Point localization data

□ □ □ □

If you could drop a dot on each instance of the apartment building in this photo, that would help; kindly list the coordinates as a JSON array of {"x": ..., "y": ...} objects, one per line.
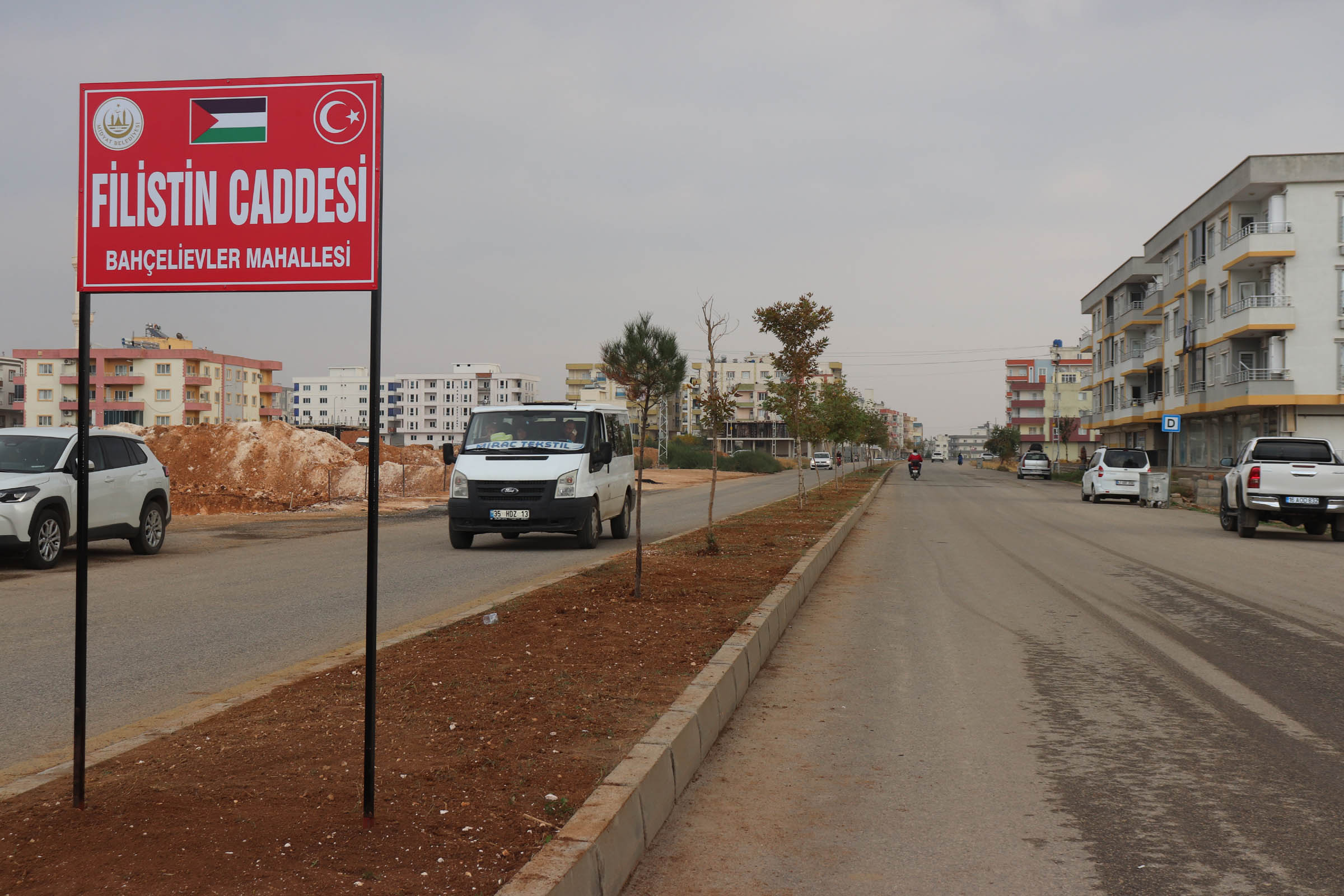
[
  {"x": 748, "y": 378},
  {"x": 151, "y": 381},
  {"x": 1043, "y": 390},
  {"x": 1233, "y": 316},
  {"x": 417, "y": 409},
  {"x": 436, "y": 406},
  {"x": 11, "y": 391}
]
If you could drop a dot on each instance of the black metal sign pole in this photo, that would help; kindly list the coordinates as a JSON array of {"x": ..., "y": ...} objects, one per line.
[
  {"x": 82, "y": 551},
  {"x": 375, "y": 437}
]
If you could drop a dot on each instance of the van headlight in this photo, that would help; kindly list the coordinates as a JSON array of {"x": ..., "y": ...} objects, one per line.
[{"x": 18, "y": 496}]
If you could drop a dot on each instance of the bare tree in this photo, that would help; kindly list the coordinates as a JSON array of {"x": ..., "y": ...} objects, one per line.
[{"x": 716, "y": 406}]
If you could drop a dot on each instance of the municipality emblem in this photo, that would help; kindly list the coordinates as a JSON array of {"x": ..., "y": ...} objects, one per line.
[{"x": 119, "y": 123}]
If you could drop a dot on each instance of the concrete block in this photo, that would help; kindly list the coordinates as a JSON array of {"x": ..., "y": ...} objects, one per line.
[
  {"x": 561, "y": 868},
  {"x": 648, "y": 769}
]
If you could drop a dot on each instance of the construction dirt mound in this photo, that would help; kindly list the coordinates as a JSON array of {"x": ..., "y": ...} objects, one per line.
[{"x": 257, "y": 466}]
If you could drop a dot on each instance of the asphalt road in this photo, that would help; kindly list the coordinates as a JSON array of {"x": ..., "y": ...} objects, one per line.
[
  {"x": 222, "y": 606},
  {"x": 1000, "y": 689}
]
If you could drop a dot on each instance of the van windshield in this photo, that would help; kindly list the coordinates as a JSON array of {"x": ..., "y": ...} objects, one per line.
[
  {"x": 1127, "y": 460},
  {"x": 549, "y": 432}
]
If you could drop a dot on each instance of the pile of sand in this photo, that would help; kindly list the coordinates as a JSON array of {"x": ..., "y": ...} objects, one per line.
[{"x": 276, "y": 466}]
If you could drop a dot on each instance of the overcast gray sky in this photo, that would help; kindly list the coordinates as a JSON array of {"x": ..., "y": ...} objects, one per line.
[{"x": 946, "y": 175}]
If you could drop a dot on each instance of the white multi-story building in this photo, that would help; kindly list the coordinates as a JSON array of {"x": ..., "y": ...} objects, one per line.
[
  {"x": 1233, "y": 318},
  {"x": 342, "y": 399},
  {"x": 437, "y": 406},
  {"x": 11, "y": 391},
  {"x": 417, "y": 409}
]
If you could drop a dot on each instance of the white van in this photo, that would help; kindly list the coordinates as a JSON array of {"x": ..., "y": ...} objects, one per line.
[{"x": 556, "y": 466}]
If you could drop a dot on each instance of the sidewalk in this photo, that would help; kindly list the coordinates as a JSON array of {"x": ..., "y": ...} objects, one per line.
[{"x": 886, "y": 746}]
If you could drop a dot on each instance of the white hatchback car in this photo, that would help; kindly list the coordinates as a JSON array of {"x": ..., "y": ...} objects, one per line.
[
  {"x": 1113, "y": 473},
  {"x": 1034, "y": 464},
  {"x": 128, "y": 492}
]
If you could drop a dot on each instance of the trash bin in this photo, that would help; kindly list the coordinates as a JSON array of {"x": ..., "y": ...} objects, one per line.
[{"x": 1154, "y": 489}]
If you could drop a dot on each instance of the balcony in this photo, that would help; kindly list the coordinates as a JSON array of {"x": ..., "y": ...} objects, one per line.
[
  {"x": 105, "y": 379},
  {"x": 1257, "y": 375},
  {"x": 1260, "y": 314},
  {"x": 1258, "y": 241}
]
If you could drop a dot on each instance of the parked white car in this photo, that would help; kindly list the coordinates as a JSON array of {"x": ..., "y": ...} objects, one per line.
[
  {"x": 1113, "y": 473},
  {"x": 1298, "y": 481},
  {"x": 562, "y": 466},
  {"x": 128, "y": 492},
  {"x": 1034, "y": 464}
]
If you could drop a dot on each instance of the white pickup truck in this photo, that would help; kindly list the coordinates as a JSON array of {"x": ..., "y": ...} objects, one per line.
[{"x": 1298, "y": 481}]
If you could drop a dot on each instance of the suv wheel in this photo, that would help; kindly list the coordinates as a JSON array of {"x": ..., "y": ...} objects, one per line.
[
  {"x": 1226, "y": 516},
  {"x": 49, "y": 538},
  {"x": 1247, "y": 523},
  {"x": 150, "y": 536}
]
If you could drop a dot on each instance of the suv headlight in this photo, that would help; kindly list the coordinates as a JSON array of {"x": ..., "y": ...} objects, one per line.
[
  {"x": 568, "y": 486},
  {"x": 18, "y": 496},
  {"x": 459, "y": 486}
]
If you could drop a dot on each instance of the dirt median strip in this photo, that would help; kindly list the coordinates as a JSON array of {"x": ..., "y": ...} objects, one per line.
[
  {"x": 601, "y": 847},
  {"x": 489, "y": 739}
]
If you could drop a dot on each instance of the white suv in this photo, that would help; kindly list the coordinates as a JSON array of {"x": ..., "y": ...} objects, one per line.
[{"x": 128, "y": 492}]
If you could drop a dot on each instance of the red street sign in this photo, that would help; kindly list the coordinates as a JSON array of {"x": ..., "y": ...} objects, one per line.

□ □ □ □

* **What you will do**:
Copy all records exactly, no images.

* **Exercise answer**:
If you could drop a dot on each instance of the apartment building in this photo, that would help; kindly list the coordinates as a JSON array of {"x": ..., "y": ...} objects, one per line.
[
  {"x": 748, "y": 378},
  {"x": 151, "y": 381},
  {"x": 1043, "y": 390},
  {"x": 1233, "y": 316},
  {"x": 417, "y": 409},
  {"x": 436, "y": 406},
  {"x": 11, "y": 391}
]
If you could drop a dot on each instance of the black metal sign pole in this photo, that would help; kindly list the coordinates as a JSON array of {"x": ..., "y": ...} objects, one per line.
[
  {"x": 82, "y": 551},
  {"x": 375, "y": 437}
]
If you could drop a dot on each instance of the van headlight in this photo, that would help; kindly list the coordinates as a JSON array of {"x": ..., "y": ...} objects, one per line.
[{"x": 18, "y": 496}]
If you could drop a dot on each instance of the bare tree in this photo, that would help; kindly list the coordinates as a JSON array of {"x": ..., "y": ...} objects, one per line.
[{"x": 716, "y": 406}]
If you could drop a dot on each instance of the municipality emblem in this photo, that would help; kindly list the coordinates as a JSON array of {"x": ..., "y": ...} objects, one per line.
[{"x": 119, "y": 123}]
If you could drop a dot on each instance of the concrete block in this photo, that would help; kindly list the coordinates as a JSON array of {"x": ..., "y": ...} objects, one per line.
[
  {"x": 561, "y": 868},
  {"x": 648, "y": 769}
]
If you could drop a dot on each instance of the construction dirt mound in this photo, that would help; kindly list the coordinates as a JSON array of {"x": ..., "y": ...} objects, one per line.
[{"x": 257, "y": 466}]
If you could drop a dot on each instance of the asphalt road in this photo, that would help; kindly list the coordinates as a JSON array of {"x": ..., "y": ...} objects, one per line.
[
  {"x": 222, "y": 606},
  {"x": 1000, "y": 689}
]
If you could drop a dot on each instance of the van windshield in this photo, that would help; kindly list the coordinates as a JSON array of {"x": ..., "y": ...} objects, one per line.
[
  {"x": 1127, "y": 460},
  {"x": 549, "y": 432}
]
If you could drop a dot on each instance of the pile of sand in this photo, that would help; kindly list the coordinates as a JSON array of {"x": ..., "y": ...} objects, one per line.
[{"x": 276, "y": 466}]
If you could drop a dot on each instance of the overcast gray sky in this photo, that would help; kindly list the coordinates as a JSON array of {"x": ..., "y": ...} objects, one per line.
[{"x": 946, "y": 175}]
If you could drop a dot on each instance of the white multi-story building in this photo, that would help; kindly list the coordinates as a JSON array of {"x": ..., "y": ...} objects, one per line.
[
  {"x": 1233, "y": 318},
  {"x": 342, "y": 399},
  {"x": 437, "y": 406},
  {"x": 11, "y": 391},
  {"x": 417, "y": 409}
]
If you could drop a dot on each instance of the white van in this photo, that would help; kindly list the coordinates as a JSON array of {"x": ..., "y": ...} objects, one per line.
[{"x": 556, "y": 466}]
If you could drop a dot on each instance of the sidewalk in this photo, that would help; kindly list the coordinates as a JSON array of {"x": ..., "y": ...} objects, one per line.
[{"x": 886, "y": 746}]
If you could drop a dot on each instance of the white hatchback car in this photo, that would help; kindly list the coordinates as a JSON array of {"x": ..., "y": ...} objects, one per line.
[
  {"x": 1113, "y": 473},
  {"x": 1034, "y": 464},
  {"x": 128, "y": 492}
]
If you could drop a dot on each instance of the trash bin in this photo, that would help; kindly list the coordinates as a JSON array of {"x": ..., "y": ...} objects, one per line.
[{"x": 1154, "y": 489}]
If you could drop a dot on each instance of the balcony in this photo, that would help; kindly list the coordinates as a JSON array of {"x": ..., "y": ...} objects, one per line.
[
  {"x": 105, "y": 379},
  {"x": 1257, "y": 375},
  {"x": 1260, "y": 314},
  {"x": 1258, "y": 241}
]
If you could drop a dot on each instance of the parked white car in this photo, that would help; kindly list the coordinates as a JSON array of {"x": ..., "y": ...} objects, one per line.
[
  {"x": 1113, "y": 473},
  {"x": 1298, "y": 481},
  {"x": 562, "y": 466},
  {"x": 128, "y": 492},
  {"x": 1034, "y": 464}
]
If you could drop a dot on each instance of the white pickup truck in this photo, that would help; kindly list the coordinates as a JSON array of {"x": ..., "y": ...} objects, one per line.
[{"x": 1298, "y": 481}]
If you could drop a dot on each instance of the suv wheel in this photo, that would help; kindly list the coordinates as a JSON array of {"x": ..., "y": ...} objects, one per line.
[
  {"x": 1226, "y": 516},
  {"x": 49, "y": 538},
  {"x": 1247, "y": 523},
  {"x": 150, "y": 536}
]
If you could drop a dot on each instance of the suv headlight in this photo, that would help; kindly list the coordinates as a JSON array of {"x": ..., "y": ...} objects, one per line.
[
  {"x": 568, "y": 486},
  {"x": 18, "y": 496},
  {"x": 459, "y": 486}
]
If you could drop a dot on each instance of the dirt median strip in this photo, that would help; kindly list the coordinates as a JSON array of {"x": ..., "y": ...} objects, one per line.
[
  {"x": 601, "y": 847},
  {"x": 489, "y": 739}
]
If you could drop a dot on each instance of the white suv in this photo, that would help; kindly list the coordinates as a JSON array of {"x": ..., "y": ...} objects, one per line.
[{"x": 128, "y": 492}]
If you could drop a dot on each instance of the red street sign in this photo, that would help; kindly list the coordinates as a JSON array of {"x": ..., "y": ...} objects, one per line.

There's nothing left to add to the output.